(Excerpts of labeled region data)
-- begin --
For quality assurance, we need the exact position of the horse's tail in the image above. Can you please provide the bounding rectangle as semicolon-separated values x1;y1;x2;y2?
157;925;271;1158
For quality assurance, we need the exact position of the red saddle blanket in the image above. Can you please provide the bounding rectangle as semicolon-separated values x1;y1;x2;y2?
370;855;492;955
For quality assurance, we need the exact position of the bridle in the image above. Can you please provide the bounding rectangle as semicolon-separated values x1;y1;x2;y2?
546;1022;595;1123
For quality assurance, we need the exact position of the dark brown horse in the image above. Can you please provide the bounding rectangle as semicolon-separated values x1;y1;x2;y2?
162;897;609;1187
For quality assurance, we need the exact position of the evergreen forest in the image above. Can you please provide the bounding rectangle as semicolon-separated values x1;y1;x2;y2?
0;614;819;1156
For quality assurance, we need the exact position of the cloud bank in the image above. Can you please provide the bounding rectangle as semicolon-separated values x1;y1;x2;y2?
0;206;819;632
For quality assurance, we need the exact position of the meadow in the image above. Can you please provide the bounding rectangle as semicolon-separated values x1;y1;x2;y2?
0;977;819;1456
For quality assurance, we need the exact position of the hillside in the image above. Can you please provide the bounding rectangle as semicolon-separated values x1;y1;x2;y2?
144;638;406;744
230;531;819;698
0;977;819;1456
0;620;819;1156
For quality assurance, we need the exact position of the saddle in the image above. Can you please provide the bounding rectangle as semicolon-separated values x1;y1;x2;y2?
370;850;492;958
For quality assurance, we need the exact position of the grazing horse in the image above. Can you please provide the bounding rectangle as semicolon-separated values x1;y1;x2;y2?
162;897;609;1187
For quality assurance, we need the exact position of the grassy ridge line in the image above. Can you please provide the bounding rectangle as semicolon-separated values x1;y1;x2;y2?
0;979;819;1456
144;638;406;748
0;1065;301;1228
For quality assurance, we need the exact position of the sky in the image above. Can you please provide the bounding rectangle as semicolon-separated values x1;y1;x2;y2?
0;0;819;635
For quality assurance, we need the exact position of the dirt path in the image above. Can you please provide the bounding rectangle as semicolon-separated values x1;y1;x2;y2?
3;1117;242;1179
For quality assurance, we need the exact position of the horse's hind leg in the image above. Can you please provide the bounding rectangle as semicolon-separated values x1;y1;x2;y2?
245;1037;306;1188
-- end --
To be done: Identify every line in the entries above that contains the string "horse", and copy each of those lines.

Result of the task:
For quality assurance, we need the exact position of the horse's tail in the image above. Can you please provide the bounding rectangle as semicolon-separated values x1;y1;x2;y2?
For quality assurance, we need the exact position of the dark brown horse in the image above. Can you please provide the bounding rectangle as semicolon-separated values x1;y1;x2;y2?
For quality assurance, we need the exact position of the grazing horse in the image above. Can you please provide the bounding rectangle as semicolon-separated values x1;y1;x2;y2?
For quality assurance, we need the exact position of the horse's hind leg in the image above. Can you please provide the bounding rectangle as semicolon-separated values x1;y1;x2;y2?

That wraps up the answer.